_Aim of the task_.
Copy out every record precisely.

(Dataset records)
=== Section Start ===
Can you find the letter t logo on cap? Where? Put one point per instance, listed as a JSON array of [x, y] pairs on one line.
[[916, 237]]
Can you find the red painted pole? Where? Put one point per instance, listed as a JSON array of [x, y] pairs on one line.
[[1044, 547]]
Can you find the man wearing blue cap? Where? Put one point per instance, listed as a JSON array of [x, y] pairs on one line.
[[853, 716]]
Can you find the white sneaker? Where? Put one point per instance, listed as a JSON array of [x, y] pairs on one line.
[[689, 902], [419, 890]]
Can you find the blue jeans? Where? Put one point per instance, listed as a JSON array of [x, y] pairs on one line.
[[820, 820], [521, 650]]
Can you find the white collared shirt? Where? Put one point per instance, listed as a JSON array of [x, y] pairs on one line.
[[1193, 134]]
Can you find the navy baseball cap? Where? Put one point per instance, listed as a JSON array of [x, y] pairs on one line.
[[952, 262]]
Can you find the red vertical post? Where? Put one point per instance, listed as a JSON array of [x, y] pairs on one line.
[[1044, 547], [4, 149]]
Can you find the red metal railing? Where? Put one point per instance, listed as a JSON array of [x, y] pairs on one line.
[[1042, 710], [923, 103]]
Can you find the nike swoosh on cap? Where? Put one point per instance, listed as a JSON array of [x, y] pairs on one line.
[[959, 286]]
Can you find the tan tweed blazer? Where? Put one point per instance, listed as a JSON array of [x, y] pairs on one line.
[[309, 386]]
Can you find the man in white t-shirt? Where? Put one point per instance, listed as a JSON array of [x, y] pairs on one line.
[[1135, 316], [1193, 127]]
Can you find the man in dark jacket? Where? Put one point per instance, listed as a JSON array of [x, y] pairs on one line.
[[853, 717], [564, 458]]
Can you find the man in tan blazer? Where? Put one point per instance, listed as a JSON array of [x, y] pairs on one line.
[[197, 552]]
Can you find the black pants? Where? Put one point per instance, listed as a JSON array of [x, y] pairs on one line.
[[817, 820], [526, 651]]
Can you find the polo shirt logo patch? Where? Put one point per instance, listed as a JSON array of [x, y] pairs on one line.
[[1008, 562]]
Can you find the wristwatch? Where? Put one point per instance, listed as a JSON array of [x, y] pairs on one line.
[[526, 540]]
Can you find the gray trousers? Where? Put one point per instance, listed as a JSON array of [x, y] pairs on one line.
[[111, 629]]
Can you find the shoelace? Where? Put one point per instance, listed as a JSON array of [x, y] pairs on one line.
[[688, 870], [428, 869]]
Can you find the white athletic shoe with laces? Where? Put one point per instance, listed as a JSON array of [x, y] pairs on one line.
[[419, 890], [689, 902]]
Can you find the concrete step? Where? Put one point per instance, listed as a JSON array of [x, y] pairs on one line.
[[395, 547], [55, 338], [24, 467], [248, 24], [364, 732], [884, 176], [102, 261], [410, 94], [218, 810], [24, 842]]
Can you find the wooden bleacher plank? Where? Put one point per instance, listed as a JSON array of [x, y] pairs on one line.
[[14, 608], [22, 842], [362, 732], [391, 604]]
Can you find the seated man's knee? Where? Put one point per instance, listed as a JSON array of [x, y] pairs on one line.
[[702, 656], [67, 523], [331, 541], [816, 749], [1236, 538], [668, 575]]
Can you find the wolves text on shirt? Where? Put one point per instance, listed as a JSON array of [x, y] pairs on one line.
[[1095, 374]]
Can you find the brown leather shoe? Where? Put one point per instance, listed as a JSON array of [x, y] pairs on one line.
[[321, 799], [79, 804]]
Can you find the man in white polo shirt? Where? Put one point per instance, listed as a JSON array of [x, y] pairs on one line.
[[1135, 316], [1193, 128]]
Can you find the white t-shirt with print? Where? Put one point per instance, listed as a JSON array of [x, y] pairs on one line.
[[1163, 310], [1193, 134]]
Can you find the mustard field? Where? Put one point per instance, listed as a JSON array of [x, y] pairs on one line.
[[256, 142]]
=== Section End ===
_Response to the task_.
Can you find the letter t logo on cap? Where? Put one point per instance, listed as a JSON array of [x, y] pairs on one line.
[[916, 237]]
Can you find the red painted pole? Where? Put one point per instance, listed as a JSON array of [x, y] pairs on one line.
[[1044, 547]]
Can you find the man wearing blue cap? Where? Put one point per instance, listed as a JSON array of [x, y] pairs on one line.
[[853, 716]]
Can you find the white sneaker? Where? Put one point per instance, listed as a JSON array of [x, y] pairs on one line.
[[689, 902], [419, 890]]
Can you find the blue jeans? Where? Put one point per instance, listed as a JSON array of [x, y] pairs on one line.
[[820, 820], [521, 650]]
Can you find the white collared shirt? Where? Put one point per instance, listed as a JSON array of [x, y] pairs on one line.
[[1193, 134]]
Can you find the navy baseball cap? Where? Put one point per instance, listed as a JSON array of [x, y] pairs on one line.
[[952, 262]]
Can you find the red vertical post? Where? Put one point per instance, listed as a JSON array of [x, y] pairs on one line.
[[1044, 547], [4, 149]]
Can you find the red metal railing? Where? Put one point per instance, listed as a JSON array of [x, y] pairs on one line.
[[1042, 710], [923, 103]]
Can you find the nike swoosh on cap? Where? Put one point per instance, listed as a JSON array of [x, y] pairs on one line.
[[959, 286]]
Can you find the tan tweed blazer? Where? Put one point per instance, listed as a JSON array of [x, y] pairs on one line.
[[309, 386]]
Can you find the man in white t-shirt? Where? Put one point per instance, listed as a JSON array of [x, y] pairs on one line.
[[1135, 316], [1193, 127]]
Can you find the man in dark jacket? Where? Put one point per instance, listed as a JSON array of [x, y] pairs on one line.
[[853, 717], [564, 458]]
Can you find the man in tan blazer? Where? Put one point per instance, listed as a JSON array of [x, y] pairs on one line.
[[197, 552]]
Can you find the black pants? Where? Put one point per instance, listed as a JSON array of [x, y] pairs on one line.
[[817, 820], [526, 651]]
Can you find the polo shirt logo patch? Where? Put one point per instance, listed as a JSON array of [x, y] pairs on one line.
[[1008, 562]]
Can you find the wristwatch? Where? Put one point per instance, listed as a JSON array of [x, y] pairs on one line.
[[526, 540]]
Can you find the gray trousers? Where? Put one point per instance, listed as a JSON array of [x, y] pairs on one line.
[[111, 629]]
Can you find the shoelace? Where? Put one point per instance, listed as a JSON array of [x, y] pairs on one line.
[[688, 870], [428, 869]]
Can you find the white athletic shoe with laces? Where? Put one point per instance, listed as a JSON array of [x, y] pairs on one line.
[[419, 890], [689, 902]]
Can you find the concrete step? Where? Put one point per instance, listed as a JSON array of [x, y] pairs on one line.
[[395, 547], [55, 338], [24, 467], [248, 24], [364, 732], [884, 176], [102, 261], [410, 94], [218, 810], [24, 842]]
Can you find the wooden bleacher plank? Where? Put one point per instance, listed as a JSON array of [x, y] pairs on one line.
[[14, 608], [22, 842], [362, 732], [391, 604]]
Can you find the seated man's knee? Where? Put one point per instance, listed as a JSON array of [x, y] pairs on one line.
[[702, 656], [67, 523], [331, 541], [816, 749], [1236, 538], [668, 575]]
Can you find the wolves text on shirt? Where? Put one point per instance, listed as a JSON array of [x, y] pairs on one line.
[[1095, 374]]
Can you find the brown leather shoe? Where? Put one point per instance, listed as a JSON array of [x, y] pairs on one line.
[[321, 799], [79, 804]]
Can you find the man in white polo shirt? Where? Put one point per instance, listed as a JSON array of [x, y] pairs on one line.
[[1135, 316], [1193, 128]]
Can you find the white t-shirt with print? Where? Put one point per instance, listed as a JSON array of [x, y] pairs on one line.
[[1163, 310], [1193, 134]]
Can you find the mustard field? Where? Put one point per instance, listed as a JSON array of [x, y] pairs on one line.
[[256, 142]]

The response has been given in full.